Check your understanding:
1) Sum up the piece about Walter Cronkite in two sentences.
2) Write what comes next in the piece about Walter Cronkite, starting after its last sentence.

--- Text for analysis Enclosed Below ---

That’s according to the family of the CBS News anchorman of the 1960s and ‘70s. Cronkite, 92, was rumored to be on his death bed.

Instead, he is receiving medical attention for cerebrovascular disease – an affliction of the blood vessels and, especially, the arteries that supply the brain – and family members had indicated that Cronkite “apparently suffered for some years.”

It was just three years ago that the legendary newsman made a visit to the University of the Pacific, speaking candidly about people and events that shaped his rather illustrious career.

Many of us on this day – included were news folks from the various publications – had grown up with Uncle Walter, who was often described as “the most trusted man in America.”

For he was the one who delivered the tragic events to a nation as it unfolded on Nov. 22, 1963.

Back then, television was still in its infancy stages, with the assassination of President John F. Kennedy becoming a significant moment for the electronic media.

 “It was a hard day in getting information,” Cronkite said.

During these unprecedented moments, he went on air, breaking the news only that shots had been fired at the president’s motorcade.

Cronkite heard leaks from interns – all unauthorized information – that the news involved the president and the reports were bleak.

In a matter of minutes, a wire report officially announced the death of the 35th president. Cronkite had tears in his eyes, but still had the job of informing a nation.

He stopped speaking, put on his glasses, and after looking over the bulletin sheet, removed his glasses to make this official announcement:

“From Dallas, Texas, the flash apparently official – President Kennedy died at 1 p.m. Central Standard Time, 2 o’clock Eastern Standard Time, some 38 minutes ago.”

--- End of Enclosed Text for analysis ---
--- Given information Enclosed Below ---

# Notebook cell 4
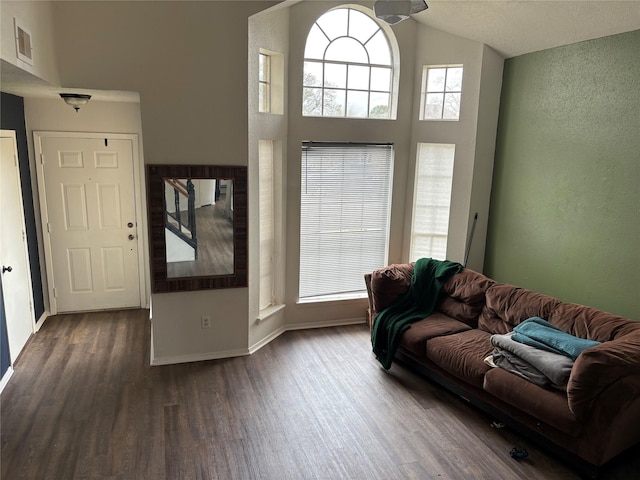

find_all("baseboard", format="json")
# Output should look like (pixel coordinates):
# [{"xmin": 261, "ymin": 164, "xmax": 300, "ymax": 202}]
[
  {"xmin": 284, "ymin": 317, "xmax": 367, "ymax": 330},
  {"xmin": 249, "ymin": 327, "xmax": 287, "ymax": 355},
  {"xmin": 0, "ymin": 367, "xmax": 13, "ymax": 393},
  {"xmin": 151, "ymin": 349, "xmax": 249, "ymax": 367},
  {"xmin": 150, "ymin": 318, "xmax": 367, "ymax": 366},
  {"xmin": 36, "ymin": 310, "xmax": 49, "ymax": 332}
]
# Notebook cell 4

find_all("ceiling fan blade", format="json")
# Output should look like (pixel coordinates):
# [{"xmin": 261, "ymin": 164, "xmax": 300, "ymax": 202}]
[{"xmin": 411, "ymin": 0, "xmax": 429, "ymax": 15}]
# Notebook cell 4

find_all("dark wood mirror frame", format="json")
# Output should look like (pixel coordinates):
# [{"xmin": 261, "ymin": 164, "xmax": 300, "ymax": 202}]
[{"xmin": 147, "ymin": 165, "xmax": 247, "ymax": 293}]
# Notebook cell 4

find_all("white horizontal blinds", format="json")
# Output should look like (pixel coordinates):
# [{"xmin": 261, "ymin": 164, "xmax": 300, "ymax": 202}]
[
  {"xmin": 411, "ymin": 143, "xmax": 456, "ymax": 260},
  {"xmin": 258, "ymin": 140, "xmax": 275, "ymax": 310},
  {"xmin": 299, "ymin": 142, "xmax": 393, "ymax": 299}
]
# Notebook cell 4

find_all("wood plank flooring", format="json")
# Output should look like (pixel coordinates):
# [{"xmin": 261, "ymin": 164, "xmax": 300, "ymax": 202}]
[{"xmin": 0, "ymin": 310, "xmax": 640, "ymax": 480}]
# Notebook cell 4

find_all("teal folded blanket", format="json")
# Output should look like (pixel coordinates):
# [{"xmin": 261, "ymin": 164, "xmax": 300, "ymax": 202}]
[
  {"xmin": 511, "ymin": 317, "xmax": 600, "ymax": 360},
  {"xmin": 371, "ymin": 258, "xmax": 462, "ymax": 370}
]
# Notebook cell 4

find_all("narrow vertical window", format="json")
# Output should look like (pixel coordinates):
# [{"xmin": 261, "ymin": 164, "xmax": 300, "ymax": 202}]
[
  {"xmin": 258, "ymin": 53, "xmax": 271, "ymax": 113},
  {"xmin": 299, "ymin": 142, "xmax": 393, "ymax": 301},
  {"xmin": 410, "ymin": 143, "xmax": 456, "ymax": 261},
  {"xmin": 420, "ymin": 65, "xmax": 463, "ymax": 120},
  {"xmin": 258, "ymin": 140, "xmax": 275, "ymax": 310}
]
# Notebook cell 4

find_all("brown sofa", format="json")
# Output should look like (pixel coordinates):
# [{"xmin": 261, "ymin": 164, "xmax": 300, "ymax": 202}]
[{"xmin": 365, "ymin": 264, "xmax": 640, "ymax": 478}]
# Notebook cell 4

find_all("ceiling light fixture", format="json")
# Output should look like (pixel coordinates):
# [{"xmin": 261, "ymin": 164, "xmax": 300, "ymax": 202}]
[
  {"xmin": 60, "ymin": 93, "xmax": 91, "ymax": 112},
  {"xmin": 373, "ymin": 0, "xmax": 429, "ymax": 25}
]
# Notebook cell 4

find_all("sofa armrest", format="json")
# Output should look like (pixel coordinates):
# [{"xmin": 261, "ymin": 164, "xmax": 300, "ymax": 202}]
[
  {"xmin": 567, "ymin": 331, "xmax": 640, "ymax": 420},
  {"xmin": 365, "ymin": 263, "xmax": 414, "ymax": 318}
]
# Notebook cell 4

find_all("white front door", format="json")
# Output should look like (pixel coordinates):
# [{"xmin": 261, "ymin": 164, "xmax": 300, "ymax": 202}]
[
  {"xmin": 36, "ymin": 133, "xmax": 143, "ymax": 313},
  {"xmin": 0, "ymin": 130, "xmax": 35, "ymax": 363}
]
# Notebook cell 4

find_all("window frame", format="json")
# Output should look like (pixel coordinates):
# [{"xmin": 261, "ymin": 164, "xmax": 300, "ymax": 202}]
[
  {"xmin": 302, "ymin": 5, "xmax": 400, "ymax": 120},
  {"xmin": 409, "ymin": 142, "xmax": 456, "ymax": 261},
  {"xmin": 258, "ymin": 51, "xmax": 271, "ymax": 113},
  {"xmin": 418, "ymin": 64, "xmax": 464, "ymax": 122},
  {"xmin": 298, "ymin": 142, "xmax": 394, "ymax": 303}
]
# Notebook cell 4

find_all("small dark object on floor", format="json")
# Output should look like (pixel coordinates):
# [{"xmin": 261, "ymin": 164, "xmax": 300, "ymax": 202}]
[{"xmin": 509, "ymin": 447, "xmax": 529, "ymax": 460}]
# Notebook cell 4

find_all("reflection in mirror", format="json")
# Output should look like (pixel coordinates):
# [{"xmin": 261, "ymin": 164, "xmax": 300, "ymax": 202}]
[
  {"xmin": 147, "ymin": 165, "xmax": 247, "ymax": 293},
  {"xmin": 164, "ymin": 178, "xmax": 233, "ymax": 278}
]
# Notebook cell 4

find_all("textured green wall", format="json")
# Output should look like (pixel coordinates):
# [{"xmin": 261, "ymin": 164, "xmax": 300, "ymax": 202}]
[{"xmin": 485, "ymin": 30, "xmax": 640, "ymax": 320}]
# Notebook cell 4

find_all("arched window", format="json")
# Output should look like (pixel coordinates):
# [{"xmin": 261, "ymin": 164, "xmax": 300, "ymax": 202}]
[{"xmin": 302, "ymin": 7, "xmax": 398, "ymax": 118}]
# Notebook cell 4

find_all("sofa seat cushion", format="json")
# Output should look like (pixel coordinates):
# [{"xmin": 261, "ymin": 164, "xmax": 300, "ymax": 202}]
[
  {"xmin": 400, "ymin": 312, "xmax": 471, "ymax": 357},
  {"xmin": 427, "ymin": 329, "xmax": 493, "ymax": 388},
  {"xmin": 483, "ymin": 368, "xmax": 581, "ymax": 437}
]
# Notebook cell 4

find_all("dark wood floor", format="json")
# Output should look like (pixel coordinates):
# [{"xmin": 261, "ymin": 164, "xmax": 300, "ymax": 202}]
[
  {"xmin": 0, "ymin": 310, "xmax": 640, "ymax": 480},
  {"xmin": 167, "ymin": 194, "xmax": 233, "ymax": 278}
]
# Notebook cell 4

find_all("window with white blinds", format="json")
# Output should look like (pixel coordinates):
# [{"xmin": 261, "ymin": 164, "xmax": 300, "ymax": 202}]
[
  {"xmin": 299, "ymin": 142, "xmax": 393, "ymax": 301},
  {"xmin": 258, "ymin": 140, "xmax": 275, "ymax": 310},
  {"xmin": 410, "ymin": 143, "xmax": 456, "ymax": 261}
]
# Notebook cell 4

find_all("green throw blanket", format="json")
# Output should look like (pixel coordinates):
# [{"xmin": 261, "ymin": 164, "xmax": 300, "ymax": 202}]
[{"xmin": 371, "ymin": 258, "xmax": 462, "ymax": 370}]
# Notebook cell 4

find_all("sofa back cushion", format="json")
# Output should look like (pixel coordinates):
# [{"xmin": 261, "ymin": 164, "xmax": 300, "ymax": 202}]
[
  {"xmin": 478, "ymin": 283, "xmax": 560, "ymax": 334},
  {"xmin": 548, "ymin": 303, "xmax": 640, "ymax": 342},
  {"xmin": 371, "ymin": 263, "xmax": 414, "ymax": 315},
  {"xmin": 436, "ymin": 268, "xmax": 495, "ymax": 328}
]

--- End of Enclosed Given information ---

Answers given:
1) According to his family, Walter Cronkite, the 92-year-old former CBS News anchorman, was not on his death bed as rumored but was receiving medical care for cerebrovascular disease. On a visit to the University of the Pacific three years earlier, he recalled how he broke the news of President Kennedy's assassination on Nov. 22, 1963, and, with tears in his eyes, read the official flash announcing the president's death.

2)
Of course, much in terms of news gathering has changed since Cronkite’s time.

In today’s digital age, we have the reputable news sources competing with the internet along with technology of shared information.

The announcement of Cronkite’s physical condition to the world just happened to coincide with the passing of Farrah Fawcett and Michael Jackson on June 25, 2009.

Fawcett’s death came as no surprise, particularly since she went public with her battle with cancer.

But Jackson’s death coupled with circumstances involving the King of Pop came as a shocker.

I caught word that Jackson had suffered a cardiac arrest while listening to the news update on sports talk radio. I was actually tuned in trying to keep up on the series of player transactions with the NBA college draft scheduled later for that day.

TMZ, a celebrity gossip site, had the scoop, consistently beating the other media outlet to the punch, from the time Jackson was whisked away via ambulance from his rented Los Angeles mansion to UCLA Medical Center, to his death.

Millions, in that time, relayed the message by text, Twitter or Facebook, to name a few.

Michael Jackson’s death became a significant moment of the digital media.